**TASK TO CARRY OUT:** Please format every line of the records below as a JSON list of strings, one string per line, skipping blank lines and leaving out the pictures.

**SUPPLIED ENTRIES:**
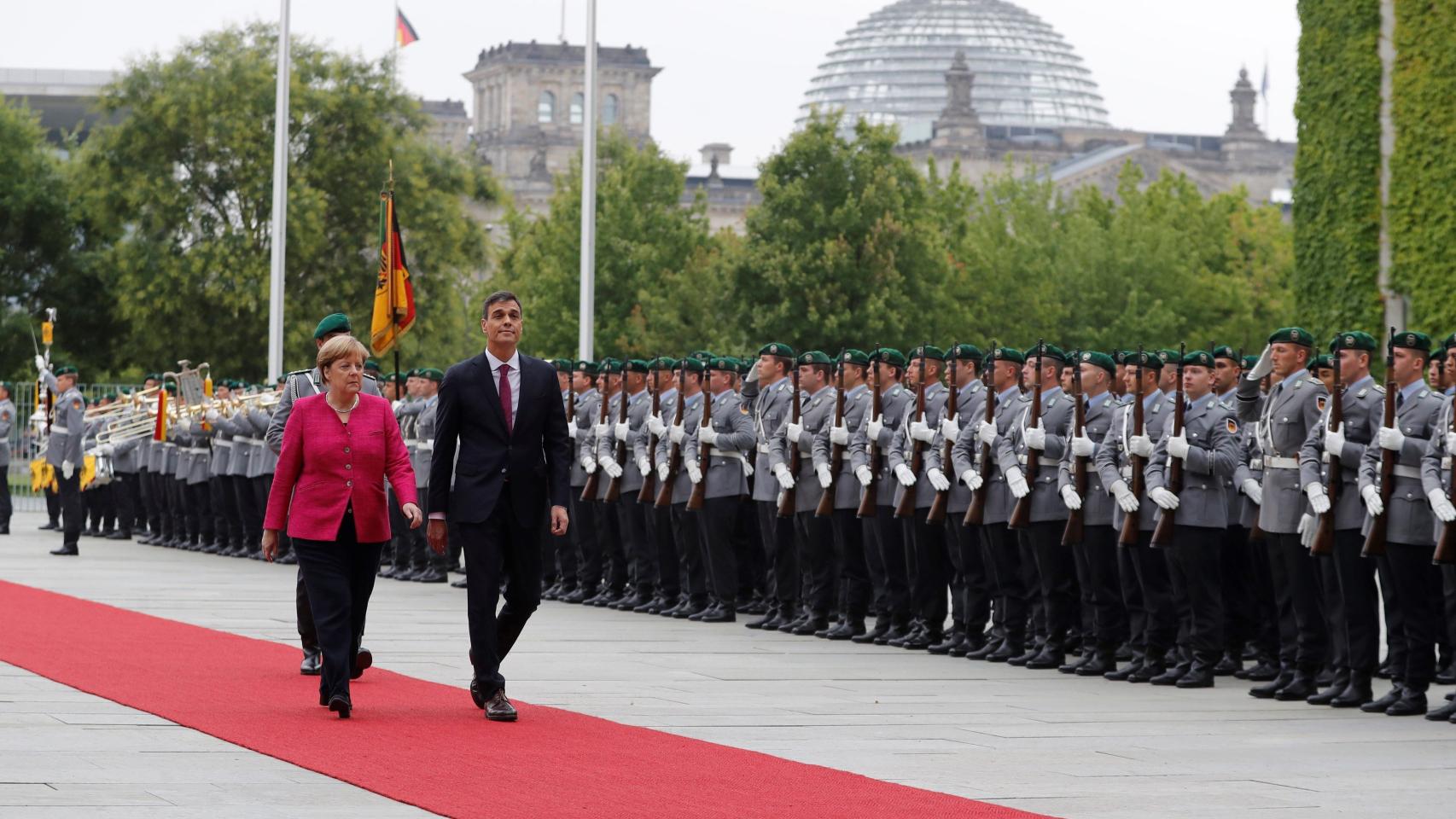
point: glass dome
(891, 67)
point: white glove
(950, 429)
(1372, 498)
(1318, 501)
(1082, 447)
(1179, 447)
(1253, 491)
(1140, 445)
(1163, 498)
(1018, 483)
(1070, 498)
(1441, 507)
(1264, 365)
(1336, 441)
(610, 468)
(986, 433)
(922, 431)
(783, 476)
(1126, 501)
(936, 479)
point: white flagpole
(280, 214)
(589, 194)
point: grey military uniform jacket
(816, 414)
(856, 408)
(900, 445)
(1010, 451)
(1408, 514)
(893, 410)
(1097, 502)
(1284, 416)
(1213, 451)
(1363, 400)
(767, 406)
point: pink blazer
(325, 464)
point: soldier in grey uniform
(884, 538)
(1286, 418)
(976, 449)
(767, 394)
(1348, 579)
(1410, 526)
(853, 588)
(63, 450)
(1104, 619)
(1056, 571)
(725, 476)
(1208, 447)
(928, 565)
(814, 538)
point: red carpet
(421, 742)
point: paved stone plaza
(1037, 741)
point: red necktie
(505, 396)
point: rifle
(705, 454)
(868, 502)
(1163, 531)
(1375, 538)
(788, 497)
(649, 492)
(906, 507)
(1132, 523)
(951, 404)
(1325, 534)
(1076, 520)
(976, 513)
(836, 453)
(674, 450)
(1021, 515)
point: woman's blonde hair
(336, 348)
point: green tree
(183, 189)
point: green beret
(1353, 340)
(1098, 360)
(332, 323)
(1410, 340)
(888, 355)
(1293, 335)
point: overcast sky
(731, 72)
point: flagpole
(280, 212)
(589, 192)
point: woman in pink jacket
(338, 447)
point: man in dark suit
(501, 451)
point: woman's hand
(414, 514)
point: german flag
(404, 32)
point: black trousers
(1302, 626)
(498, 549)
(340, 577)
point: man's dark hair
(497, 297)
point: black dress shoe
(498, 709)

**ANSWER TO THE PROBLEM:**
[
  "point: glass dome",
  "(891, 67)",
  "point: white glove",
  "(950, 429)",
  "(1372, 498)",
  "(1318, 501)",
  "(1082, 447)",
  "(1179, 447)",
  "(1253, 491)",
  "(1140, 445)",
  "(1163, 498)",
  "(1018, 483)",
  "(1070, 498)",
  "(1441, 507)",
  "(1264, 365)",
  "(1336, 441)",
  "(610, 468)",
  "(986, 433)",
  "(922, 431)",
  "(783, 476)",
  "(1126, 501)",
  "(936, 479)",
  "point: white flagpole",
  "(280, 214)",
  "(589, 194)",
  "point: grey military uniform jacket",
  "(816, 414)",
  "(856, 408)",
  "(900, 445)",
  "(1010, 451)",
  "(1408, 514)",
  "(893, 410)",
  "(1097, 502)",
  "(1284, 416)",
  "(1213, 451)",
  "(1363, 400)",
  "(767, 406)",
  "point: pink blazer",
  "(325, 464)",
  "point: soldier in grey uniform",
  "(884, 538)",
  "(1286, 418)",
  "(976, 449)",
  "(767, 394)",
  "(1348, 579)",
  "(1410, 526)",
  "(853, 588)",
  "(63, 450)",
  "(1104, 619)",
  "(1056, 571)",
  "(725, 476)",
  "(1208, 447)",
  "(928, 565)",
  "(814, 538)",
  "point: red carpet",
  "(421, 742)",
  "point: paved stone plaza",
  "(1037, 741)",
  "point: red necktie",
  "(505, 396)",
  "point: rifle",
  "(705, 454)",
  "(868, 502)",
  "(1163, 531)",
  "(1375, 538)",
  "(788, 497)",
  "(649, 492)",
  "(906, 507)",
  "(1132, 523)",
  "(951, 404)",
  "(1325, 534)",
  "(1076, 520)",
  "(976, 513)",
  "(836, 453)",
  "(674, 450)",
  "(1021, 515)",
  "point: woman's blonde hair",
  "(336, 348)",
  "point: green tree",
  "(183, 189)",
  "point: green beret",
  "(1353, 340)",
  "(1098, 360)",
  "(332, 323)",
  "(1410, 340)",
  "(888, 355)",
  "(1293, 335)",
  "point: overcast sky",
  "(731, 72)",
  "point: flagpole",
  "(280, 212)",
  "(589, 192)",
  "point: woman in pink jacket",
  "(338, 447)",
  "point: man in dark suit",
  "(501, 451)",
  "point: woman's hand",
  "(414, 514)",
  "point: german flag",
  "(404, 32)",
  "point: black trousers",
  "(1302, 626)",
  "(498, 549)",
  "(340, 577)",
  "point: man's dark hair",
  "(497, 297)",
  "point: black dress shoe",
  "(498, 709)"
]